(PASSAGE SHOWN):
------------------------------------
Lesson 4.4: Semantic Interoperability
Last updated
Last updated
This lesson aims to:
explain the basics of semantic interoperability
introduce what ‘vocabularies’ are
provide guidance on how to choose the most suitable vocabularies
provide guidance on how to use vocabularies in the (meta)data.
After studying this lesson, you should be able to:
understand the basics of semantic interoperability
choose the vocabularies that better fit their needs
(guide developers to) use vocabularies in the (meta)data.
In this lesson we discuss the basic principles and approaches to be used when seeking to improve semantic interoperability of data.
All the data formats seen in lesson 4.3 define only data structures, how to encode fields/variables and values, and the only thing a machine can do is parse the structure and extract variables and values, without knowing how to treat each of them. Variables and values have a meaning which in many cases can be only understood by humans (and in some cases only by humans who speak the same language and know the conventions of the same discipline).
Human beings can interpret data through human-readable semantics that have always been used in (meta)data in different ways: a string to identify the topic of something or the colour of a thing (e.g. in germplasm phenotypical descriptions), codes taken from a code list of authoritative values (e.g. type of soil) or conventional variable names. But as we said, interoperability is all about being understood by computer software: strings can be different in each dataset and in different languages, and even codes without a reference system behind them do not mean anything to computers and do not allow them to make decisions on how to treat the values.
If on the other hand the metadata contained information on the reference system (a ‘semantic structure’ like a thesaurus or a code list) from which each variable and each value came, and that semantic structure were machine-readable and provided some stable identifiers that computer programs could use as stable values to design their behaviour (e.g. using the values as common search values across different datasets), we would have achieved semantic interoperability.
So on the one hand the metadata have to embed information on the reference semantic structures and point to the exact elements they are using from that structure; on the other hand these semantic structures, like the data, have to be ‘serialised’ in such a way that machines can read and process them, and use them to interpret the data.
Details on how to publish a semantic structure, or a ‘vocabulary’, in machine-readable format are beyond the scope of this lesson. In short, for our purposes in this lesson, let us say that such vocabularies are published as datasets, with terms/concepts and their related descriptions, codes and ideally URIs, in a machine-readable format – for the moment let us assume XML or RDF/XML.
------------------------------------
(LISTED RECORDS):
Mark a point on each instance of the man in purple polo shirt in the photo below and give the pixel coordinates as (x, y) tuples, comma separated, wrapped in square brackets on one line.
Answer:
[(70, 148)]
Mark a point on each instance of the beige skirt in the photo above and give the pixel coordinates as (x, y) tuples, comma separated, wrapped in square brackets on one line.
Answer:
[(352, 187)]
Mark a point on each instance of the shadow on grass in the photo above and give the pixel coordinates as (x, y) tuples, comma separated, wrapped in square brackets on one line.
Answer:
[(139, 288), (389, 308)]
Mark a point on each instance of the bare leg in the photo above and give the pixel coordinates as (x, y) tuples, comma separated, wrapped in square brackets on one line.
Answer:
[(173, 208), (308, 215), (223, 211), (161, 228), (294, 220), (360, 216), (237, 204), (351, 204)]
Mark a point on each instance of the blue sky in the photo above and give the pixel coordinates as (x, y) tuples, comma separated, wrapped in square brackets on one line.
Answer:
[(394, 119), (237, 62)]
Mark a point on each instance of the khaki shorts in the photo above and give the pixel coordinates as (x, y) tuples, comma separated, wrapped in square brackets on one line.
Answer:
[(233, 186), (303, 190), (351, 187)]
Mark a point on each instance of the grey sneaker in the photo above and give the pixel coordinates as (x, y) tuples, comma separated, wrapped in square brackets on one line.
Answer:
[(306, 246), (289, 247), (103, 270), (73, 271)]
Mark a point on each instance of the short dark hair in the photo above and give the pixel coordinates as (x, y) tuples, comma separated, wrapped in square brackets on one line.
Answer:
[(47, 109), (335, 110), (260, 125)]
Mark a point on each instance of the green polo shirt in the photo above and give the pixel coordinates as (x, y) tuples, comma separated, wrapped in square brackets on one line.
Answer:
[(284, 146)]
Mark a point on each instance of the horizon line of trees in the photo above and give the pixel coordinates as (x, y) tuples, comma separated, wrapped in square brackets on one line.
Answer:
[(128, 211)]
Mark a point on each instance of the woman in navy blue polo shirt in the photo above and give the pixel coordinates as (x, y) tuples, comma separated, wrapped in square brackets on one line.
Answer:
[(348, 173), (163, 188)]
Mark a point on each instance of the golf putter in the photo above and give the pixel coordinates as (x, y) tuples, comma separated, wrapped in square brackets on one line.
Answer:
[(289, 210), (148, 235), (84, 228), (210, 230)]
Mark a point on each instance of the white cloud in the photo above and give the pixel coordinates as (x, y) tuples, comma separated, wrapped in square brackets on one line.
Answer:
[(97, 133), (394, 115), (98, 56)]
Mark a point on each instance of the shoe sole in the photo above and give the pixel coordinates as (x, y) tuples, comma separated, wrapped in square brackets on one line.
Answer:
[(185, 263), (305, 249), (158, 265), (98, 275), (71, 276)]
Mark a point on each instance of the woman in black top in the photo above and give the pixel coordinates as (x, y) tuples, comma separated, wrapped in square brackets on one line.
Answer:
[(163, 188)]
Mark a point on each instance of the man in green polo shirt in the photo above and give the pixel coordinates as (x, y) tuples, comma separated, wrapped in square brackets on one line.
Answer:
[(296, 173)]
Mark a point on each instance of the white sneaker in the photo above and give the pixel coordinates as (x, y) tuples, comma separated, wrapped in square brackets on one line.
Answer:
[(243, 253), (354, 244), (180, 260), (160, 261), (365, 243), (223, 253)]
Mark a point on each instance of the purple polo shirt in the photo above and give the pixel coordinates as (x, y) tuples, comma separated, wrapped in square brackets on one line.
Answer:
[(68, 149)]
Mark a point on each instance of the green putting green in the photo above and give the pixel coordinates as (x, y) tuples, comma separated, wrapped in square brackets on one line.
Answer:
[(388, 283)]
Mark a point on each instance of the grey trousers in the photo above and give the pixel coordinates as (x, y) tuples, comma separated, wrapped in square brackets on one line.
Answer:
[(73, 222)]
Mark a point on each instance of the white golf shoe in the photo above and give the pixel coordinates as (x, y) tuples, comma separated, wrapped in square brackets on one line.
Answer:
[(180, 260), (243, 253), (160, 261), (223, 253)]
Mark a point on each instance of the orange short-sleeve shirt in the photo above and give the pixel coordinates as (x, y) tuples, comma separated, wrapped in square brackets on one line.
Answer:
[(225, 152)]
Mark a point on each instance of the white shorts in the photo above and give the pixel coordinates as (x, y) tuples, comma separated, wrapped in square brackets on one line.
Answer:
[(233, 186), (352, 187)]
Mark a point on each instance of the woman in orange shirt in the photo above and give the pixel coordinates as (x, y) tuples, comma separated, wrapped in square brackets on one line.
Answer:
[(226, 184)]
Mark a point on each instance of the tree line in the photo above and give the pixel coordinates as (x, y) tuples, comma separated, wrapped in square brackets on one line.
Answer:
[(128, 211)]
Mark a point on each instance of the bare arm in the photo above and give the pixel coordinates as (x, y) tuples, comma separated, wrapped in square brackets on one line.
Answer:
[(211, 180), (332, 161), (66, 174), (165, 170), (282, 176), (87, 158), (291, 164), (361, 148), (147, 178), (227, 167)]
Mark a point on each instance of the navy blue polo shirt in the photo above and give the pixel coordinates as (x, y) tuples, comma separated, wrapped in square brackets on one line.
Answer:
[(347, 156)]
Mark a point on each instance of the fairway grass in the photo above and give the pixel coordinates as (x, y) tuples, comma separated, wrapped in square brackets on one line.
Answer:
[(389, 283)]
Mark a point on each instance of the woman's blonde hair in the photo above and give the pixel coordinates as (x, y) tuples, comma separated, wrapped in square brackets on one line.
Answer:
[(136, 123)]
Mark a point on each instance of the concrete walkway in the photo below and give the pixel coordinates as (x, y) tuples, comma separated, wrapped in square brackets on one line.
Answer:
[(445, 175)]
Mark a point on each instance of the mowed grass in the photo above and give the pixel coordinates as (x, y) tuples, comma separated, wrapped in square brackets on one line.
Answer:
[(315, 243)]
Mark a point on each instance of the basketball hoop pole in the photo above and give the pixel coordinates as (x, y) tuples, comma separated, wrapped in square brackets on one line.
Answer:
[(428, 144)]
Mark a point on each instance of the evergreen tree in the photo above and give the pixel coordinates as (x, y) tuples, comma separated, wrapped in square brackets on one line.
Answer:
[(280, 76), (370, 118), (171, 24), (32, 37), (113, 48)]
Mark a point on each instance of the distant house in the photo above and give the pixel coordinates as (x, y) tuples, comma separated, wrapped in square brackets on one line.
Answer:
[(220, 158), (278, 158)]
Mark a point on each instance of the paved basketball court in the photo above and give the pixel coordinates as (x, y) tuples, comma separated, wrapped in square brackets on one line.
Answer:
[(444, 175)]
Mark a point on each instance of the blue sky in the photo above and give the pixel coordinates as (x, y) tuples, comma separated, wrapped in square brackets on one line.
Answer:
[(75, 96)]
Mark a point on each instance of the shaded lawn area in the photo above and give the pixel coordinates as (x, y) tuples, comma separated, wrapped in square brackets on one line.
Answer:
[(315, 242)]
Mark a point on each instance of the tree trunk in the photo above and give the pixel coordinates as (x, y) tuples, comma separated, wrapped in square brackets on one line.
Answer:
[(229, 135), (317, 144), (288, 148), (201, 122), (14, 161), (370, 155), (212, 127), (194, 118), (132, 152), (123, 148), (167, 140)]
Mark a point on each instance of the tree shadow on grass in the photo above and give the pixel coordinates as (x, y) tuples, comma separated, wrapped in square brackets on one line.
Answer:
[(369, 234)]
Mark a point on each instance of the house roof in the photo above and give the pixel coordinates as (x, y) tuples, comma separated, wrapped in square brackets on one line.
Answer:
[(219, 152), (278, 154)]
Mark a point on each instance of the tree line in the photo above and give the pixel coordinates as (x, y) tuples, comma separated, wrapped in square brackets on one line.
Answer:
------------------------------------
(EXERCISE INSTRUCTIONS):
1. Reproduce word for word the part of the semantic interoperability lesson between "If on the other" and "achieved semantic interoperability.", inclusive.
2. Decide whether each statement below agrees with the semantic interoperability lesson, answering yes or no and quoting the deciding words of the lesson. (a) The data formats from lesson 4.3 define only data structures. (b) The lesson explains in detail how to publish a vocabulary in machine-readable format. (c) For now, the lesson assumes vocabularies are published in JSON.
3. In the semantic interoperability lesson, what two examples are given of a "semantic structure"?

(SOLUTIONS TO EACH TASK):
1.
If on the other hand the metadata contained information on the reference system (a ‘semantic structure’ like a thesaurus or a code list) from which each variable and each value came, and that semantic structure were machine-readable and provided some stable identifiers that computer programs could use as stable values to design their behaviour (e.g. using the values as common search values across different datasets), we would have achieved semantic interoperability.

2.
(a) Yes: "All the data formats seen in lesson 4.3 define only data structures"
(b) No: "Details on how to publish a semantic structure, or a ‘vocabulary’, in machine-readable format are beyond the scope of this lesson."
(c) No: "for the moment let us assume XML or RDF/XML."

3. A thesaurus or a code list.